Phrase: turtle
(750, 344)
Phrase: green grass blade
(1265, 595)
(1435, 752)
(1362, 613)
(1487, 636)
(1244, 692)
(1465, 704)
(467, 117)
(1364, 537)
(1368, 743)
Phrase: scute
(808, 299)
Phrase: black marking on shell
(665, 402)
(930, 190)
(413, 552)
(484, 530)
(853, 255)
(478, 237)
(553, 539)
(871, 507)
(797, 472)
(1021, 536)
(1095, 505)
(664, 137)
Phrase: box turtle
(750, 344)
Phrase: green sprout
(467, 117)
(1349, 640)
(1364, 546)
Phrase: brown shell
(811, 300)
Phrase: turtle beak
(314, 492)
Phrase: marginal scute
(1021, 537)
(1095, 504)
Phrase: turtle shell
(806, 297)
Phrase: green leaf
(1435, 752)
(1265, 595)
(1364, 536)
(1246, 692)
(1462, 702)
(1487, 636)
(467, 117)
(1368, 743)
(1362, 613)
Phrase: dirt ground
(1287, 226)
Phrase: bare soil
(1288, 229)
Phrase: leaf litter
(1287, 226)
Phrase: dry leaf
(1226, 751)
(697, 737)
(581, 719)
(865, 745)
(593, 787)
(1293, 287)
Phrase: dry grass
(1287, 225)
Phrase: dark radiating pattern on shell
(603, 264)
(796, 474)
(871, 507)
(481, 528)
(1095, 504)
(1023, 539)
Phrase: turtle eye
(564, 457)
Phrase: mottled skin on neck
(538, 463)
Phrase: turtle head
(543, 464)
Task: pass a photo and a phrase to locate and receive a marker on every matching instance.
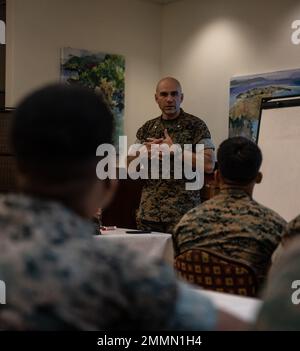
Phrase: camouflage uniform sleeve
(184, 230)
(202, 135)
(141, 134)
(292, 229)
(280, 309)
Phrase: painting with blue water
(246, 93)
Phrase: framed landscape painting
(246, 93)
(104, 73)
##############################
Set problem:
Turn every line of the records above into a JSON list of strings, one string per line, with blank lines skipped and the pictures left out.

Full response:
[
  "Phrase: turtle",
  "(750, 344)",
  "Phrase: green grass blade",
  "(1265, 595)",
  "(1435, 752)",
  "(1362, 613)",
  "(1487, 636)",
  "(1244, 692)",
  "(1465, 704)",
  "(467, 117)",
  "(1364, 537)",
  "(1368, 743)",
  "Phrase: scute",
  "(808, 299)",
  "Phrase: black marking on shell",
  "(665, 402)",
  "(930, 190)",
  "(413, 552)",
  "(484, 530)",
  "(853, 255)",
  "(478, 237)",
  "(553, 539)",
  "(871, 507)",
  "(797, 472)",
  "(1021, 536)",
  "(1095, 505)",
  "(664, 137)",
  "Phrase: box turtle",
  "(750, 344)",
  "Phrase: green sprout",
  "(467, 117)",
  "(1349, 640)",
  "(1364, 546)",
  "Phrase: brown shell",
  "(811, 300)",
  "Phrase: turtle beak",
  "(314, 492)",
  "Phrase: marginal scute",
  "(1021, 537)",
  "(1095, 504)",
  "Phrase: turtle shell",
  "(806, 297)",
  "Phrase: green leaf",
  "(1435, 752)",
  "(1265, 595)",
  "(1364, 536)",
  "(1246, 692)",
  "(1462, 702)",
  "(1487, 636)",
  "(467, 117)",
  "(1368, 743)",
  "(1362, 613)",
  "Phrase: dirt ground",
  "(1287, 226)",
  "Phrase: bare soil",
  "(1288, 229)",
  "Phrase: leaf litter",
  "(1287, 226)",
  "Phrase: dry leaf",
  "(1226, 751)",
  "(697, 737)",
  "(581, 719)",
  "(865, 745)",
  "(593, 787)",
  "(1293, 287)",
  "Phrase: dry grass",
  "(1287, 225)",
  "Phrase: dark radiating pattern on shell",
  "(603, 264)",
  "(796, 474)",
  "(871, 507)",
  "(481, 528)",
  "(1095, 504)",
  "(1023, 539)",
  "Phrase: turtle eye",
  "(564, 457)",
  "Phrase: mottled skin on neck",
  "(538, 463)",
  "Phrase: turtle head",
  "(543, 464)",
  "Task: pass a photo and a phrase to locate and receive a marker on every matching instance.",
  "Phrase: camouflage uniform sleeve",
  "(184, 230)",
  "(202, 135)",
  "(141, 134)",
  "(292, 229)",
  "(280, 309)",
  "Phrase: painting with blue water",
  "(246, 93)",
  "Phrase: framed landscape painting",
  "(246, 93)",
  "(104, 73)"
]